> Trecho do texto:
※
Aline Sugai, artista do Distrito Federal, bailarina, professora e criadora, transforma a cidade em uma galeria a céu aberto.

Com adesivos, cartas e flores, ela espalha poesia pelos espaços públicos de Brasília — uma forma de intervenção urbana que não agride o espaço, mas o transforma. O projeto dela, intitulado Tesouro no Quadrado, quebra a rotina de quem passa apressado pelas ruas e convida o olhar para o inesperado.

“Essa ação, Tesouro no Quadrado, é uma brincadeira, uma tentativa de me lembrar que eu sou humana atrás da tela e que eu tenho necessidade pelo encantamento, pelo envolvimento, pela poesia que espanca o cotidiano”, diz Aline.

Desde o início do ano, a artista já deixou seus “tesouros” em diferentes pontos da cidade: estações do metrô, banheiros públicos, Rodoviária do Plano Piloto, entre outros espaços.

Intervenção

A ação de espalhar arte pela cidade pode parecer sutil, mas carrega potência. A professora de arquitetura e urbanismo Maria Fernanda Derntl, da Universidade de Brasília (UnB), afirma que “não existe um significado único para o que chamamos de intervenção urbana. A intervenção artística é uma delas. Pode ser uma maneira de vivenciar a cidade e transformá-la sem grandes obras”.

Para ela, intervenções como o “Tesouro no Quadrado” funcionam como micro-revoluções cotidianas.

“Você não precisa mudar a cidade radicalmente. São pequenas transformações que quebram o fluxo automático do dia a dia e convidam à experiência.”

Segundo Derntl, ações como essas também tensionam a fronteira entre o que é público e privado, arte e vandalismo, ordem e expressão.

Aline espalha adesivos, bilhetes e flores em lugares por onde milhares passam apressadamente. Ela chama de “caça ao tesouro” essa possibilidade de transformar um trajeto rotineiro em um momento de encanto.

“É a intenção de achar e fazer do cotidiano da cidade um tesouro mesmo. Tornar o ordinário extraordinário”, define.

Além dessas forma de arte, a bailarina também já fez ações em que oferecia danças para os transeuntes da cidade.

Inspirada por experiências pessoais e também por ações coletivas com o Essedois Núcleo Criativo, Aline intervém não só em locais públicos, mas às vezes em situações mais íntimas, deixando cartas em portas de carros ou entregando flores diretamente a desconhecidos.

“É o desejo de devolver o corpo para as pessoas. Fazer elas sentirem, estarem presentes”, diz.

Foto: Marina Moraes/Divulgação

Cartão-postal e risco

No aniversário de Brasília, Aline costuma realizar uma ações especiais: distribui arte e até mesmo seus próprios poemas no centro da cidade.
※
> Tarefa proposta 1:
Nos registros, troque "Target" por "Label" nas linhas que vão da linha com "Would you kindly put a point on the black sunglasses" até a linha com "point(789, 353)". Reproduza somente essas linhas, sem nenhuma outra mudança.
> Tarefa proposta 2:
Escreva a continuação do texto sobre as intervenções poéticas de Aline Sugai em Brasília a partir da última frase apresentada.
Os registros não guardam nenhuma relação com o texto sobre Aline Sugai.

[Dados de anotação por pontos]
※
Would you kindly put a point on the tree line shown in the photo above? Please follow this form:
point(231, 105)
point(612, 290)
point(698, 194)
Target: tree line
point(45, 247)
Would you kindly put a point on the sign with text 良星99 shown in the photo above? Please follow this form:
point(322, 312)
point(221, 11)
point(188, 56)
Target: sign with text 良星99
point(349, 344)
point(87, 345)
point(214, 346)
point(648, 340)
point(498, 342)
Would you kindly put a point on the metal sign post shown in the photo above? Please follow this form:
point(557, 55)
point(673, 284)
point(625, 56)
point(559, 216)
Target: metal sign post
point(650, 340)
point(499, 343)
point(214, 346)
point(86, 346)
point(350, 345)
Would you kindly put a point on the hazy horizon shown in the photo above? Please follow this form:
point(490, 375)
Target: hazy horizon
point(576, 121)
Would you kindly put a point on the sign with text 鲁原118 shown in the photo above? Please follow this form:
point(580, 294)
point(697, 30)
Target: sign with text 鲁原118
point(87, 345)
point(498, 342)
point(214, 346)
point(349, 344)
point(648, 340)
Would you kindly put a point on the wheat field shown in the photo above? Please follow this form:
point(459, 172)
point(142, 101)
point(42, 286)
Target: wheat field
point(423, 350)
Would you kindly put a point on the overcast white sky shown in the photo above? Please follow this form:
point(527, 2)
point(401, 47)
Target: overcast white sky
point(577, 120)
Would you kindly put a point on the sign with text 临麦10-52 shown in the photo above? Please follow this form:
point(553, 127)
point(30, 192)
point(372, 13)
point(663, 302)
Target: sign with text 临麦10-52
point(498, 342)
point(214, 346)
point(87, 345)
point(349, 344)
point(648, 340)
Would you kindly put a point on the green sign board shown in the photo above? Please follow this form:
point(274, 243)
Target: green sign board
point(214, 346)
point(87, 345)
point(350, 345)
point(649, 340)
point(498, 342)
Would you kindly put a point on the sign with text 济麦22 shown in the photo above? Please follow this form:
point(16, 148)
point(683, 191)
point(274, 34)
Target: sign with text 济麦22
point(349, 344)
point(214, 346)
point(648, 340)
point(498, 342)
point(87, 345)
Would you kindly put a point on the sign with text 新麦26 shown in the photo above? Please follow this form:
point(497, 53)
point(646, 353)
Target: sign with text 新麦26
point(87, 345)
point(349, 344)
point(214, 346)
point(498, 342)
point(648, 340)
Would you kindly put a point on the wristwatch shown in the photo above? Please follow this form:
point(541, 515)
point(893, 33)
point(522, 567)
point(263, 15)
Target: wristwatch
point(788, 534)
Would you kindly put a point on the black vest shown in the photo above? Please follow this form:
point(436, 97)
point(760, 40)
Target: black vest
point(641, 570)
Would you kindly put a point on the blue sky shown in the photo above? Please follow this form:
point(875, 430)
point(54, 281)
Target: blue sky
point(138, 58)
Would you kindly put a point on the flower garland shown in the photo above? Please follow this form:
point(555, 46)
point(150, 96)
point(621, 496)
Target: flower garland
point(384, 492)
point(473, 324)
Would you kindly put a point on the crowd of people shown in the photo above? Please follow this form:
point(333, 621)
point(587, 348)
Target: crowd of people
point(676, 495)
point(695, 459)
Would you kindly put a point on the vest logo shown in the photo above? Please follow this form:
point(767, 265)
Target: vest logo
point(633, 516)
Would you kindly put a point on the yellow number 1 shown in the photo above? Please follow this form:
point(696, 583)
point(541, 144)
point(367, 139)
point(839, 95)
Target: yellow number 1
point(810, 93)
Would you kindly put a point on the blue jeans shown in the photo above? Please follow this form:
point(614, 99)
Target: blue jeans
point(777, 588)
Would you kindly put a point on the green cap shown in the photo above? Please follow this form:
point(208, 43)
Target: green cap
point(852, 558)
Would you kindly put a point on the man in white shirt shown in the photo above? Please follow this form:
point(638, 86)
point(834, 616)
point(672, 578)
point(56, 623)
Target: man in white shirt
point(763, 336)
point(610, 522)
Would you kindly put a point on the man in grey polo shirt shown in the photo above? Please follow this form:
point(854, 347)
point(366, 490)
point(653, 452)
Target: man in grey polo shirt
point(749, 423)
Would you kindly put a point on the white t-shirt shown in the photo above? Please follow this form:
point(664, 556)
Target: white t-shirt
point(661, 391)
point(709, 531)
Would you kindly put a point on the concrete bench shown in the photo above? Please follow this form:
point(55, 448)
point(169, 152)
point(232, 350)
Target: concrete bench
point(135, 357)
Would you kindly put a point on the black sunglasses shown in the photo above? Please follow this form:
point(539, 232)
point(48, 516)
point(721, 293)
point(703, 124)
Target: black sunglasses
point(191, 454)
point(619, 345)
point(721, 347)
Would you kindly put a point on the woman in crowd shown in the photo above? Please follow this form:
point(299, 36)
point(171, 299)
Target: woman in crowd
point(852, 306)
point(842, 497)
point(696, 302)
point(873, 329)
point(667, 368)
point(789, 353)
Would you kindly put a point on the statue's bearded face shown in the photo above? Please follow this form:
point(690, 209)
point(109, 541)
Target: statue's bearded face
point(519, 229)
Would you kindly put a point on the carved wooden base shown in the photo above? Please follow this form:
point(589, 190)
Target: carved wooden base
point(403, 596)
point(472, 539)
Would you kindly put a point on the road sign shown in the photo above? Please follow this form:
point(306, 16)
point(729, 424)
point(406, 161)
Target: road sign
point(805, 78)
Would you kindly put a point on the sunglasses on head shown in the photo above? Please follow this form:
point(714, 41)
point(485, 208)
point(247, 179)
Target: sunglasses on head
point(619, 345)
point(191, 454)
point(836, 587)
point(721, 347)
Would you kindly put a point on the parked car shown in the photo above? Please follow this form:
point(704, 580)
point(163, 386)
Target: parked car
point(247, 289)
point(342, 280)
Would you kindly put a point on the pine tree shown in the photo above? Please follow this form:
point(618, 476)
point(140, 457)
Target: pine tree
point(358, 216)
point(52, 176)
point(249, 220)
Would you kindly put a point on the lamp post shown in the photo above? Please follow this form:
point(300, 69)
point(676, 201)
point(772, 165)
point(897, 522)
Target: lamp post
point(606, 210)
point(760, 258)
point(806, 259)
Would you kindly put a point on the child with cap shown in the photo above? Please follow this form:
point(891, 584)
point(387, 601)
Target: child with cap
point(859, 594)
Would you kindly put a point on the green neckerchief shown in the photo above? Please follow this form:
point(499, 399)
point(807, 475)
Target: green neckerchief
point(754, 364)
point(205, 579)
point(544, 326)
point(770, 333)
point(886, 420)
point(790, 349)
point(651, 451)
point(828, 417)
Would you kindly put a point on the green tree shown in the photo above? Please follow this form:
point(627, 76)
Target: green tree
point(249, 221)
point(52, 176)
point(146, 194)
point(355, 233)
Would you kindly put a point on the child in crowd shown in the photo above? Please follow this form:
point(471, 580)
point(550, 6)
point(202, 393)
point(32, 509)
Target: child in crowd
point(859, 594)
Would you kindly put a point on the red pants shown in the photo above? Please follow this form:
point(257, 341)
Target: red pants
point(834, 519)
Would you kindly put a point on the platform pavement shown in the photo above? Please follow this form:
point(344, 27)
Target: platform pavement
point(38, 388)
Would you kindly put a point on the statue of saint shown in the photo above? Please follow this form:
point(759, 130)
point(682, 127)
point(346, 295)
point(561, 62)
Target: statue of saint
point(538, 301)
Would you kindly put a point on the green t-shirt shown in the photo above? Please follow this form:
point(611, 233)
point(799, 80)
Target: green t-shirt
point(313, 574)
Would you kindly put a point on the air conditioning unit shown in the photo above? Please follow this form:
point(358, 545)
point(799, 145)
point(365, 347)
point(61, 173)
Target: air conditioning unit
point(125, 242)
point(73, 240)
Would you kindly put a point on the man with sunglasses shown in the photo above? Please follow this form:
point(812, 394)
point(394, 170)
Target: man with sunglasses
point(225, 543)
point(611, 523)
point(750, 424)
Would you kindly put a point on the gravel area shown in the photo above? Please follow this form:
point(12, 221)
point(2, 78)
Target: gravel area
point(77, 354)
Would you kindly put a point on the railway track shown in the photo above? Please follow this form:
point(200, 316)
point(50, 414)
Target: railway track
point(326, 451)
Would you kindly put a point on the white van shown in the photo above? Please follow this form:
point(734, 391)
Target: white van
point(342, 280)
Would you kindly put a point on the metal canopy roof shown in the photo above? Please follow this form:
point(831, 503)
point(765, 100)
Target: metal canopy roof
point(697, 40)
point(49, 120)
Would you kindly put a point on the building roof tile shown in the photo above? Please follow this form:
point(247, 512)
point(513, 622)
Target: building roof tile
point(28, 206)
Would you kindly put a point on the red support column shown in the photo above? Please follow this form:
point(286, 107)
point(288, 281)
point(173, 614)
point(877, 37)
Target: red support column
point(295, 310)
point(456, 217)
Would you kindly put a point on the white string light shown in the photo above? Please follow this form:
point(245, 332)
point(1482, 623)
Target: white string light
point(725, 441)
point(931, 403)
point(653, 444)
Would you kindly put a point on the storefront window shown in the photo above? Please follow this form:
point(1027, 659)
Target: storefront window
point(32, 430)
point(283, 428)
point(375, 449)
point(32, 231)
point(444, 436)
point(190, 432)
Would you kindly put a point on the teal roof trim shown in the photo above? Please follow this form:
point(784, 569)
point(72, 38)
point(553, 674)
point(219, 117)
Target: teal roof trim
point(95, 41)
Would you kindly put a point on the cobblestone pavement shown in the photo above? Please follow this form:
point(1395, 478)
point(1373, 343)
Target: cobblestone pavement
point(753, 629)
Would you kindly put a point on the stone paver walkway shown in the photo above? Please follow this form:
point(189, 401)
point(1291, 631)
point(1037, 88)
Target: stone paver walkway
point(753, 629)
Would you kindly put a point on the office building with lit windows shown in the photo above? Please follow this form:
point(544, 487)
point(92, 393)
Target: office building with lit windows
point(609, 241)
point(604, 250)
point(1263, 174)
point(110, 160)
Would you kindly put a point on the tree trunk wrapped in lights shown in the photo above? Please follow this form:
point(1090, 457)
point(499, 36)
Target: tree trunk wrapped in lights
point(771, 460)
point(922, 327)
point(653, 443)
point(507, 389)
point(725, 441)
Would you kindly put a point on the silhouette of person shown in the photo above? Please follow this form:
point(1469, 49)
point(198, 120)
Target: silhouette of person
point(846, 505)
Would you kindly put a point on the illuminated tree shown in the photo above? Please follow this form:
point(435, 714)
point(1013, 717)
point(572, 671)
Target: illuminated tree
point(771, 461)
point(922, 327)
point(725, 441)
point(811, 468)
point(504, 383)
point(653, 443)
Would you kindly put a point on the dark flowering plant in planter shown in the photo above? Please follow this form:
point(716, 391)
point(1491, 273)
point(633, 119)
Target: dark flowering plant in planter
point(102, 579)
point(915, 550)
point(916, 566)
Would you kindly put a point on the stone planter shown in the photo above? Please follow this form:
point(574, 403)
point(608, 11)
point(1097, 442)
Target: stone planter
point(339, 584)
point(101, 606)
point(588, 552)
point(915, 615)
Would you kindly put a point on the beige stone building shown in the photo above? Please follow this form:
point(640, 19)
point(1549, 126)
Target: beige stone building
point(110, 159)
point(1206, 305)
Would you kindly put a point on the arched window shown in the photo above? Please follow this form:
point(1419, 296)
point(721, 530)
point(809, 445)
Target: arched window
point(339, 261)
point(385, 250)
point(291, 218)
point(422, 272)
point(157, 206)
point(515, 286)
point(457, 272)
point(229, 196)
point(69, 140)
※
> Resultado final 1:
Would you kindly put a point on the black sunglasses shown in the photo above? Please follow this form:
point(539, 232)
point(48, 516)
point(721, 293)
point(703, 124)
Label: black sunglasses
point(191, 454)
point(619, 345)
point(721, 347)
Would you kindly put a point on the woman in crowd shown in the photo above? Please follow this form:
point(299, 36)
point(171, 299)
Label: woman in crowd
point(852, 306)
point(842, 497)
point(696, 302)
point(873, 329)
point(667, 368)
point(789, 353)

> Resultado final 2:
Entre os que encontraram os “tesouros”, uma cena marcou: um casal de mulheres e uma criança lendo juntas a poesia recém-descoberta. “A menina estava empolgada, como se aquilo fosse parte de uma grande brincadeira. Isso me emocionou muito”, lembra Aline.

Mas nem todas as reações são positivas. Ela relembra quando ofereceu uma dança a um senhor pipoqueiro, que recusou.

“Estou trabalhando, essa arte não é para mim”. Para Aline, esse episódio mostrou o quanto ainda se associa a arte urbana a algo elitizado — ou, no caso de mulheres artistas, até erotizado.

“Oferecer dança é me colocar em risco. É estar vulnerável na cidade. Mas também é isso que torna a ação potente.”

A artista oferece fones de ouvido para quem aceita a experiência da performance de dança. Foto: Arquivo pessoal

 

 

Arte ou Vandalismo?

A linha entre intervenção urbana e vandalismo é subjetiva. “A gente ainda tem uma cultura de higienização, principalmente no Plano Piloto”, diz Aline.

“Essa cidade limpa, branca, dificulta a relação com o que é real — que às vezes é caos, é sobreposição, é múltiplo.” Ela lembra que artistas que colam lambe-lambes ou fazem grafites podem ser abordados pela polícia, mesmo que estejam oferecendo poesia.

A professora Maria Fernanda Derntl também comenta que a lei pode considerar vandalismo, mas o olhar popular distingue.

“No dia a dia, as pessoas tendem a achar que algumas coisas são artísticas e outras não.”

Em Brasília, os grafiteiros e artistas de rua podem ser abordados pela polícia.

“Toda vez que eu vou pra rua, principalmente quando eu envolvo meu núcleo criativo, eu fico com uma pulguinha atrás da orelha. Penso se aquele vai ser o dia em que a gente vai ter que conversar com os policiais e lidar com esse risco.”

Porém, a artista afirma que não vê suas intervenções como forma de vandalismo e por isso não vai deixar de fazê-las. Ela diz que, na verdade, quando a arte sai dos palcos e museus, ela está suscetível ao risco, mas que essa é também uma das próprias virtudes de seu projeto.

Arte como ato político

Aline Sugai diz que o “Tesouro no Quadrado” não começou como um projeto.

“Era só o que sobrava de mim, uma vontade de viver. E por si só, isso já é muito. Ocupar a cidade com um corpo feminino é, sim, um ato político.”

O projeto hoje cresce nas redes, mas permanece íntimo. “Quando eu danço ou deixo uma carta, não é pra crescer na internet. É para quem encontrar.”

Ela também destaca a força das regiões periféricas no cenário artístico do DF.

“Ceilândia, Taguatinga, Sobradinho… sempre foram polos artísticos. O Plano Piloto é onde a gente se encontra, mas não é onde explode a arte.”

Aline Sugai faz intervenções urbanas por meio de adesivos. Foto: Arquivo pessoal

As intervenções não pedem permissão. “Não é sobre gosto. É sobre ter a chance de viver uma experiência”, afirma Aline. Seja lendo uma carta no metrô ou sendo convidado a dançar por uma artista desconhecida, o objetivo é romper o automatismo. “Sentir virou urgente.”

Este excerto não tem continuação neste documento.